DATASET EXCERPTS
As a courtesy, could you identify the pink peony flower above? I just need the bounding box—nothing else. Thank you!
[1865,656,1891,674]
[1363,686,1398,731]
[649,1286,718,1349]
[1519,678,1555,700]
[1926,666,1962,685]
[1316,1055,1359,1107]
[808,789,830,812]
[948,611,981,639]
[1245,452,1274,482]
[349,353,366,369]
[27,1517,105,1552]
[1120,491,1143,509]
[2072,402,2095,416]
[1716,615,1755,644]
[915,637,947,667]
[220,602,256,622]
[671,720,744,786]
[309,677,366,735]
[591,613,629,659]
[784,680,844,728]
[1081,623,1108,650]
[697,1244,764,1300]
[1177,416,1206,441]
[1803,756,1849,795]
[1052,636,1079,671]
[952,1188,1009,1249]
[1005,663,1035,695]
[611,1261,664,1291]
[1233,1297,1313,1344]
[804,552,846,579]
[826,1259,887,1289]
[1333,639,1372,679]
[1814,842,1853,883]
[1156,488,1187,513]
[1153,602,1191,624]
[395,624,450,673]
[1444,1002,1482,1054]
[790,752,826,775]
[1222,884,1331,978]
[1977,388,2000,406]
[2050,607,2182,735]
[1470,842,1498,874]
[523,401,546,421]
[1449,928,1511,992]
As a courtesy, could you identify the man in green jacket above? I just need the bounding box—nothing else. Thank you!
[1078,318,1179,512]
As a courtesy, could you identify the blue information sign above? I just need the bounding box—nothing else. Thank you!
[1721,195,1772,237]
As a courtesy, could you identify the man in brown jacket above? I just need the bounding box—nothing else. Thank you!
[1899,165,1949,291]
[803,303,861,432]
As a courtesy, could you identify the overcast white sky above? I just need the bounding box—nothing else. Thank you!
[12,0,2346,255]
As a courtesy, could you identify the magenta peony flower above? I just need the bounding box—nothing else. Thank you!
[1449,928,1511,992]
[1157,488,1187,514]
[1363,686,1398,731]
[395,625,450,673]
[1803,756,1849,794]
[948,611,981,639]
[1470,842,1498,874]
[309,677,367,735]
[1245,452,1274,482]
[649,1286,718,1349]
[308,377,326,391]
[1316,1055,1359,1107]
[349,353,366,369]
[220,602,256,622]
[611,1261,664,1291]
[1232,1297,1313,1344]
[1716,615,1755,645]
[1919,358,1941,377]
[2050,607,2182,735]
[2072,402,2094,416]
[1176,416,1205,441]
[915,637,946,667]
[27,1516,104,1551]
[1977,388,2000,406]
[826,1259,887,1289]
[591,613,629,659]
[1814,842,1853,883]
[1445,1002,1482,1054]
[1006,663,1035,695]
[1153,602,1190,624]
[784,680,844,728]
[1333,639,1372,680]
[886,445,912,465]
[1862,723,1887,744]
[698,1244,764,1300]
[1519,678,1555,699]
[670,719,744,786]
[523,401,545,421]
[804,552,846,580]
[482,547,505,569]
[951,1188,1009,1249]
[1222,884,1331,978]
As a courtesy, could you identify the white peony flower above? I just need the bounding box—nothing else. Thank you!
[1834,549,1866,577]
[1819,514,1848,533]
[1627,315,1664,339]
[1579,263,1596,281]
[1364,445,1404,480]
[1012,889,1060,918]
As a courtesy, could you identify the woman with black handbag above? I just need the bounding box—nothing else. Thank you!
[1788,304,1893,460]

YOUR ASSIGNMENT
The answer must consist of every entry, set down exactly as given.

THE COMPLETED TASK
As a courtesy, could you identify the pink peony flower above? I just need the bounding box—nothing else. Thank you!
[1865,656,1891,674]
[1363,686,1398,731]
[649,1286,718,1349]
[1519,678,1555,700]
[1926,666,1962,685]
[1316,1055,1359,1107]
[808,789,830,812]
[948,611,981,639]
[1245,452,1274,482]
[349,353,366,369]
[27,1517,105,1552]
[1120,491,1143,509]
[2072,402,2095,416]
[1716,615,1755,644]
[915,637,947,667]
[220,602,256,622]
[671,720,744,786]
[309,677,366,735]
[591,613,629,659]
[784,680,844,728]
[1081,623,1108,650]
[697,1244,764,1300]
[1177,416,1206,441]
[1803,756,1849,795]
[1052,636,1079,671]
[952,1188,1009,1249]
[1005,663,1035,695]
[611,1261,664,1291]
[1233,1297,1313,1344]
[804,552,846,579]
[826,1259,887,1289]
[1333,639,1372,679]
[1814,842,1853,883]
[1156,488,1187,513]
[1153,602,1191,624]
[395,624,450,673]
[1444,1002,1482,1054]
[790,752,826,775]
[1222,884,1331,978]
[1977,388,2000,406]
[2050,607,2182,735]
[1470,842,1498,874]
[523,401,546,421]
[1449,928,1511,992]
As a courtesy, could you identify the man in green jacket above? I just need the bounding box—nothing else. Thank you!
[1078,318,1179,512]
As a courtesy, could you identify the blue information sign above? I just need the bounding box—nothing else. Thank you!
[1721,195,1772,237]
As a courtesy, could you identify the man in brown jacket above? I just need the bounding box—nothing else. Thank you!
[1899,165,1949,291]
[803,303,861,432]
As a courtesy, could you identify the overcast white sky above? I just need the bounding box—nothing else. Thank you!
[12,0,2346,255]
As a courtesy, could you identify the magenta peony flower above? I just need the bounding box—nothing else. Thank you!
[1449,928,1511,992]
[1157,488,1187,514]
[1363,686,1398,731]
[395,625,450,673]
[1803,756,1849,794]
[948,611,981,639]
[1470,842,1498,874]
[309,677,367,735]
[1245,452,1274,482]
[649,1286,718,1349]
[308,377,326,391]
[1316,1055,1359,1107]
[349,353,366,369]
[220,602,256,622]
[611,1261,664,1291]
[1232,1297,1313,1344]
[1716,615,1755,645]
[1919,358,1941,377]
[2050,607,2182,735]
[2072,402,2094,416]
[1176,416,1205,441]
[915,637,946,667]
[27,1516,104,1551]
[1977,388,2000,406]
[826,1259,887,1289]
[591,613,629,659]
[1814,842,1853,883]
[1445,1002,1482,1054]
[1006,663,1035,695]
[1153,602,1190,624]
[784,680,844,728]
[1333,639,1372,680]
[886,445,912,465]
[1862,723,1887,744]
[698,1244,764,1300]
[1519,678,1555,699]
[670,719,744,786]
[523,401,545,421]
[804,552,846,580]
[482,547,505,569]
[951,1188,1009,1249]
[1222,884,1331,978]
As a courtesy, could you identify the white peony flower above? I just need the bounding box—nothing else. Thank you!
[1834,549,1866,577]
[1819,514,1848,533]
[1627,315,1664,339]
[1579,263,1596,281]
[1364,445,1404,480]
[1012,889,1060,918]
As a courtesy, could you identify the woman with black handbag above? I just need the bounding box—nothing else. Thank you!
[1788,304,1893,460]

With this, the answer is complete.